_REQUIRED WORK:_
A. Name every person mentioned in the passage on the Southbank Centre, in the order each first appears.
B. From the passage on the Southbank Centre, quote the words between "Others look on" and "kids on stage.", inclusive.
(SOURCE PASSAGE begins)
From a different perspective, music critic and broadcaster Norman Lebrecht says the Southbank’s recent history as a “sub-quango” has been a “long-running saga of mismanagement at every level”, with “an awful lot of time-servers there”. He says he sees no reason why the Hayward Gallery should be under public management “and one could say the same for almost every part of the Southbank”.
Others look on it more kindly. Its 3,500 events a year in normal times – spanning every genre of music, cabaret, film and literature and multi-arts festivals – provide huge variety and also make it “like an untameable beast” which “has its ups and downs,” according to artist Adam Dant. Music journalist and novelist Jessica Duchen describes it as combining “the best location of pretty much any arts centre in the world with the exception of Sydney Opera House,” with its “masses and masses of education work”. Vauxhall MP Florence Eshalomi sees it in similar terms: while identifying its future vitality as a matter for “the whole of the UK and the world” she picks out the annual Lambeth music festival and the pride of parents seeing their kids on stage.
The Southbank’s worthiness and embrace of diversity make it a lightning rod for criticism, both from zealous guardians of classical music and campaigners who believe it is failing to live up to its own standards. Now, unions say there’s been no improvement in the redundancy offer and that they are taking soundings about a statutory strike ballot. Any strikes would be targeted at the Hayward and the streamed events.
But setting aside how it has dealt with them, many of the Southbank Centre’s current problems have been beyond its control. “Until we have full audiences, we can’t have normal concerts,” says Duchen. “The reason concert halls in Germany, Austria and Switzerland have been able to reassemble, is that they get a lot more of their income from government support. Ours need the ticketing income”.
Another part of the challenge is bringing life back to the normally-teeming wider South Bank area. Michael Ball of the Waterloo Community Development Group thinks the Centre could be more ambitious with outdoor performances. He mentions channelling the medieval mystery plays which the National Theatre put on in 1977, or getting the Royal Festival Hall-headquartered National Poetry Library to hold a poetry declamation competition, or arranging top classical musicians to take pitches near the centre, pretending they are buskers and performing virtuoso slots. Why not allow local schools to use its spaces for teaching with appropriate social distancing, he suggests, as the Park Plaza Waterloo hotel has already done for the nearby Oasis Academy?
More broadly, Nic Durston, chief executive of the South Bank Business Improvement District says that through a partnership with landowners, residents and politicians, his organisation has helped form a “very meaningful response” to the pandemic, with programmes of work that include engaging with Waterloo station retailers and the area’s corporates about back-to-work plans, and supporting the Old Vic around the challenges of mounting a Covid-compliant play. Michael Ball thinks the neighbourhood’s strong tradition of business and community co-operation through a variety of forums had achieved a “unique” harmoniousness in recent years, but said relationships have been strained by the virus.
With so much latent creativity and innovative thinking in SE1, and with protest heavy in the air, who knows what might soon appear on the South Bank’s programme?
(SOURCE PASSAGE ends)
(PROVIDED DATA begins)
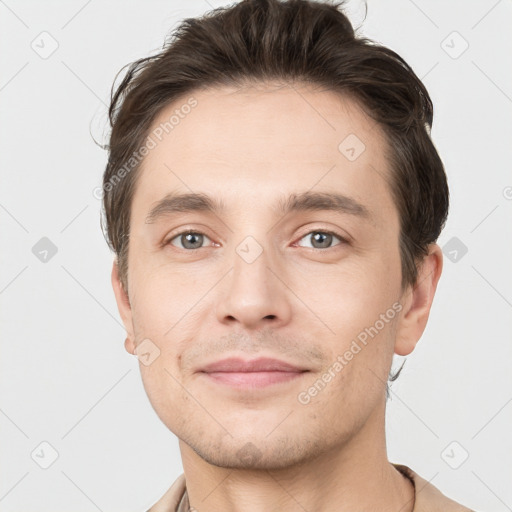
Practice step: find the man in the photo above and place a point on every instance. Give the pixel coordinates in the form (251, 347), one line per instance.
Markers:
(273, 198)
(PROVIDED DATA ends)
_EXPECTED OUTPUTS:_
A.
Norman Lebrecht
Adam Dant
Jessica Duchen
Florence Eshalomi
Michael Ball
Nic Durston

B.
Others look on it more kindly. Its 3,500 events a year in normal times – spanning every genre of music, cabaret, film and literature and multi-arts festivals – provide huge variety and also make it “like an untameable beast” which “has its ups and downs,” according to artist Adam Dant. Music journalist and novelist Jessica Duchen describes it as combining “the best location of pretty much any arts centre in the world with the exception of Sydney Opera House,” with its “masses and masses of education work”. Vauxhall MP Florence Eshalomi sees it in similar terms: while identifying its future vitality as a matter for “the whole of the UK and the world” she picks out the annual Lambeth music festival and the pride of parents seeing their kids on stage.